AIM OF THE EXERCISE
Pick up the piece about everyday cubicle annoyances where it stops, adding more items to its list.
┌─ SELECTION
Cubicle Problems

If there is anything that has completely wreaked havoc on my posture, whilst helping me be an adult in this world and pay bills, it’s working in a cubicle. If you are unfamiliar with what a cubicle is, it is essentially tiny walls that you are allowed to decorate with photos of your kids that haven’t been updated in well over six years, and a space designated for rage quitting out of Internet Explorer every fifteen minutes working. Like anything else, there are pros and cons, but today I thought I’d share the little annoyances I seem to encounter day in and day out at my desk. Bonus points to anyone who is reading this at their cubicle.

Cubicle

  • Why is my desk always so dusty? I’ll wipe it down one morning, and come back the next day only to have it look like I am returning to it thirty years after the apocalypse.
  • Your first computer that had AOL dial-up and was constantly crashing because The Sims was taking up so space was more efficient than what you are currently using at work.
└─
┌─ STORED RECORDS
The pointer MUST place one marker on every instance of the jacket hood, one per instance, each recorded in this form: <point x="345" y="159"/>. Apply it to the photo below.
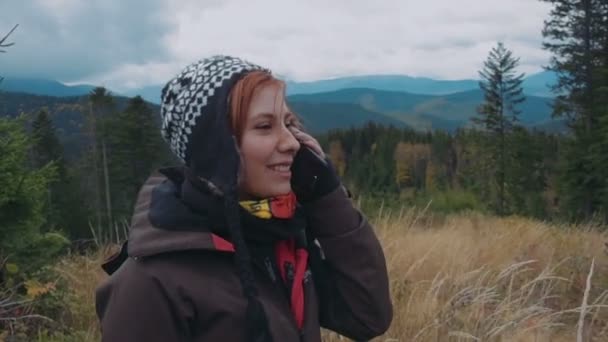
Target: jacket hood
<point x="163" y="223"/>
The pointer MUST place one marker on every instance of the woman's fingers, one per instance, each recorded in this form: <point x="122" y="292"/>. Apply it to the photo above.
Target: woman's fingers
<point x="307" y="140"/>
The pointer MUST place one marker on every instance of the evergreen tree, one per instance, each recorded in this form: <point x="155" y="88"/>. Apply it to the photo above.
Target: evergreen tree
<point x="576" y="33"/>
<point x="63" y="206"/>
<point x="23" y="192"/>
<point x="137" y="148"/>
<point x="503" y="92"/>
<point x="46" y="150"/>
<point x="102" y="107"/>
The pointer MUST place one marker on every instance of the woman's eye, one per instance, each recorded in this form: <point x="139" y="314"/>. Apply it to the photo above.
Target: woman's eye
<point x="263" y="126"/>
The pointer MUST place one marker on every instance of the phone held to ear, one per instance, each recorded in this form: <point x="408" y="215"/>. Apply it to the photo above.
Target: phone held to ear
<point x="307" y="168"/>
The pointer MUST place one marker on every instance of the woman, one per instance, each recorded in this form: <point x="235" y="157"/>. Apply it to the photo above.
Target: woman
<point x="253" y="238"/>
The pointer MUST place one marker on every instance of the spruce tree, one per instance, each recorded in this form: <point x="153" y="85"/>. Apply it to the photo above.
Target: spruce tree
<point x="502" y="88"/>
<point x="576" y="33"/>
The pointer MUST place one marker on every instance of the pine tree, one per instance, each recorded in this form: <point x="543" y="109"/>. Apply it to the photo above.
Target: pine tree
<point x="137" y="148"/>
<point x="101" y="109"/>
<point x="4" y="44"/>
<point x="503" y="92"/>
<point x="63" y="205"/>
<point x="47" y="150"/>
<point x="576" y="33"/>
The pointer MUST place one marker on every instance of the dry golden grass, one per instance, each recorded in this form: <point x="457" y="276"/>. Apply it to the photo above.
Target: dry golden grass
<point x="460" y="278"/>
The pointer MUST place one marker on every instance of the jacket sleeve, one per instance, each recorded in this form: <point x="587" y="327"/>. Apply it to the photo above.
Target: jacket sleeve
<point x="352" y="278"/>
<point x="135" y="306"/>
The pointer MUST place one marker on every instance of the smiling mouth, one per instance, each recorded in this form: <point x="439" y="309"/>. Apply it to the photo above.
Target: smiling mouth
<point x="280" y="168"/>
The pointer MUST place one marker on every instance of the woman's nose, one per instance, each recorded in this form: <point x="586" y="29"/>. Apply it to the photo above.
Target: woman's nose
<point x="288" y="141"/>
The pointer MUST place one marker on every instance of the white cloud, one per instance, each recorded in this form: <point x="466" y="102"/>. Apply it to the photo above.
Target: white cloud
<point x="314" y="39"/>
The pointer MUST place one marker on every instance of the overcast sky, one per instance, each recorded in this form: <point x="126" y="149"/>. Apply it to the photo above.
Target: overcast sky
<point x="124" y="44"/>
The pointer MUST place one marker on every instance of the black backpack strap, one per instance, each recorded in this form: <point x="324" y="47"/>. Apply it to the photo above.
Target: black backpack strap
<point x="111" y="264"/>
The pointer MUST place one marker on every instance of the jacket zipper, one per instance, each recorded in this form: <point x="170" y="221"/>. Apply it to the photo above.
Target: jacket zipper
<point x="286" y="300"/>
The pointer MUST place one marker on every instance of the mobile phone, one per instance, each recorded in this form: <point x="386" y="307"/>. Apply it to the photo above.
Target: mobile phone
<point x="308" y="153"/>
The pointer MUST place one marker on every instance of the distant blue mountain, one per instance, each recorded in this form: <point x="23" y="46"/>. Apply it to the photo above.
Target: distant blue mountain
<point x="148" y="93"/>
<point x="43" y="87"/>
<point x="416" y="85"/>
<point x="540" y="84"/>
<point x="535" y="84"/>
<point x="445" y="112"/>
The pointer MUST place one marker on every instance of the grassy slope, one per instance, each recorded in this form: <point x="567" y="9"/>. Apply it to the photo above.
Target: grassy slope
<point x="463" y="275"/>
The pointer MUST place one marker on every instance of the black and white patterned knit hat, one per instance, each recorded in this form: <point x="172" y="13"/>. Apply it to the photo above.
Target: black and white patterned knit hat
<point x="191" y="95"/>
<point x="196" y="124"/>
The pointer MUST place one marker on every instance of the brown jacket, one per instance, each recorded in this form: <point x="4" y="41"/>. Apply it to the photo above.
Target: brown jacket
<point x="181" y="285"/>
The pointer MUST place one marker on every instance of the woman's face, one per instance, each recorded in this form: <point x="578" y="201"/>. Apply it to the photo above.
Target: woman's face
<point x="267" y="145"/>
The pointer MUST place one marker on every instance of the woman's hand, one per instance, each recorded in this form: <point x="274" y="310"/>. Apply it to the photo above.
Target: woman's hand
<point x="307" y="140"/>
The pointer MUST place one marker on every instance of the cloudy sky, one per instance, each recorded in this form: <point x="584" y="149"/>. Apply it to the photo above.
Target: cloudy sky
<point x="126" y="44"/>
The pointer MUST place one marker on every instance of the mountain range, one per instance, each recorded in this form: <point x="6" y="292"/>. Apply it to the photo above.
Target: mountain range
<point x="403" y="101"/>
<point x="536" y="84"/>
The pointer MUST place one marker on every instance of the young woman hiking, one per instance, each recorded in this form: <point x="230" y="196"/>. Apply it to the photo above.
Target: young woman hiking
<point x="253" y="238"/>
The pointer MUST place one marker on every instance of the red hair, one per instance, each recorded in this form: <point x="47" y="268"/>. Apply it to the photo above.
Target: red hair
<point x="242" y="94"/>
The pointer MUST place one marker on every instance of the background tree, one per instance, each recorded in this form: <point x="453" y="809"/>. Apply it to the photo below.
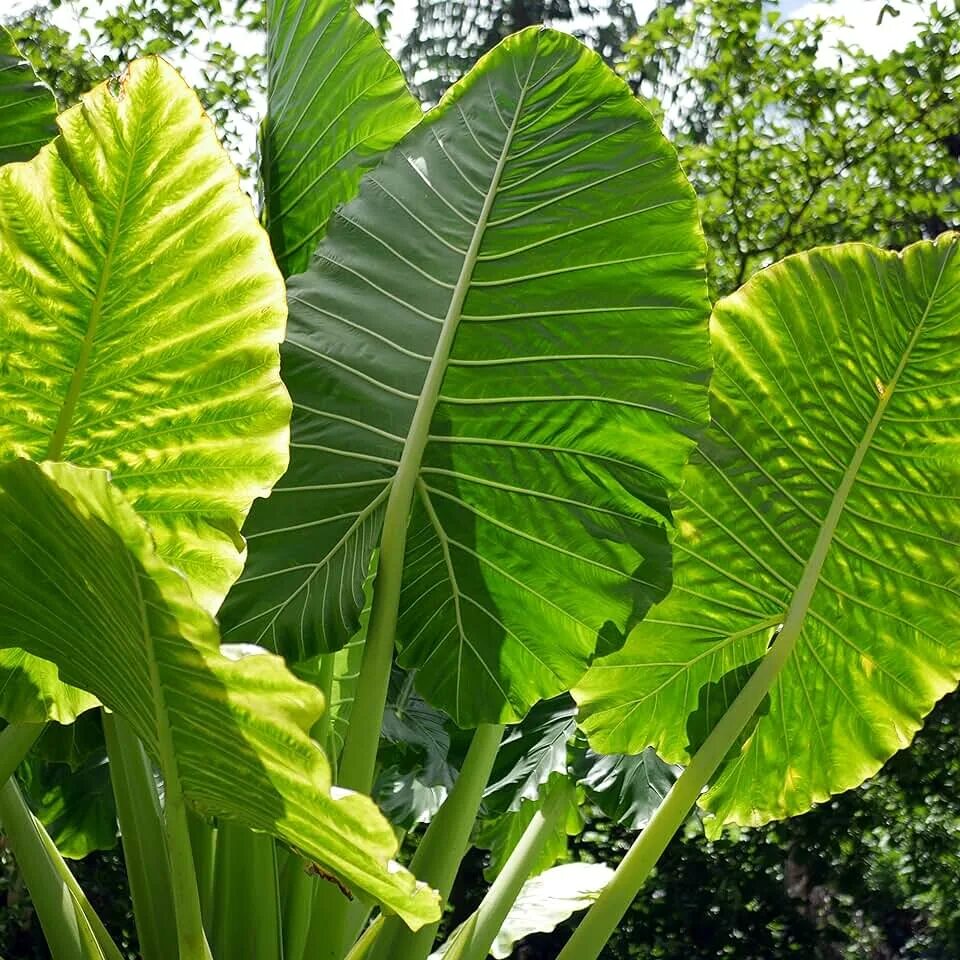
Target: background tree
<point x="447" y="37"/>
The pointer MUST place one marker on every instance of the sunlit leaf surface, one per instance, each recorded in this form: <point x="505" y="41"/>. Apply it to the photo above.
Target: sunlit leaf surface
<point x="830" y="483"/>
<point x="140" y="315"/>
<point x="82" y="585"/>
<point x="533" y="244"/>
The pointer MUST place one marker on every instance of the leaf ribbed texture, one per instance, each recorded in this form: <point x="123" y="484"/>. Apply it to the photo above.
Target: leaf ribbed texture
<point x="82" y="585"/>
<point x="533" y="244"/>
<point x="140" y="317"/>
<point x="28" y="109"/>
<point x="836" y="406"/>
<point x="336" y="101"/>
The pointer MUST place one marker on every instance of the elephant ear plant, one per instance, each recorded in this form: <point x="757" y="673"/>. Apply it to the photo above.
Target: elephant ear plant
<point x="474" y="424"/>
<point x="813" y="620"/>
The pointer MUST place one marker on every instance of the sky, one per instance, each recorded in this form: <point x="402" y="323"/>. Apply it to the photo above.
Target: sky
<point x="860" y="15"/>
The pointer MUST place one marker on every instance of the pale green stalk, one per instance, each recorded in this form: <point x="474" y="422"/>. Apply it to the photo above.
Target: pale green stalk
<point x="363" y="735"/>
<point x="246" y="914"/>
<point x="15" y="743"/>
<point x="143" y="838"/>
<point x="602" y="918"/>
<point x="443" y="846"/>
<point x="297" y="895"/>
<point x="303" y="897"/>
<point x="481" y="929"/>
└─
RESPONSE
  • Free sticky notes are great, but free sticky notes with the adhesive quality of a Rose Art glue stick from 1997 is not great.
  • I can’t adjust the arm height on my chair, so I constantly look like a king at the head of a table.
  • Bringing in Breaking Bad magnets to personalize your desk, and then having to explain to a coworker that Los Pollos Hermanos is not a real place, and you really aren’t that hyped about fried chicken.
  • Subsequently having to explain Breaking Bad to your coworker.
  • Stretching out your feet and accidentally unplugging your computer.
  • Shout out to the following people:
    • Person who grinds their coffee beans at their desk. The beeest part of waking up, is Foldger’s in your cu—RRIINNNGNGGZZZRRCHHHHHHH.
    • Guy who reheats fish in the microwave at lunch. My life has been a mess ever since Bath & Body Works stopped carrying “Three Day Old Salmon”, but thankfully you’re leftovers have given me the gift of that scent back.
    • Person who has left a jar of pimento cheese in the break room fridge since December. Are you conducting a science experiment, or are you just gross?
  • Forgetting to get up and walk around every hour, and then ending up feeling an astronaut on the moon when you stand for the first time in four hours.
  • Trying and failing at turning your trash can upside down to make it a DIY ottoman.
  • When your office is trying to go paperless, but you still have more paper documents than your entire public school career.
  • Everyone around you is talking about the latest sports news, and your only sports knowledge comes from multiple viewings of Space Jam, and brief period of time your sister was super into hockey in the late 90’s.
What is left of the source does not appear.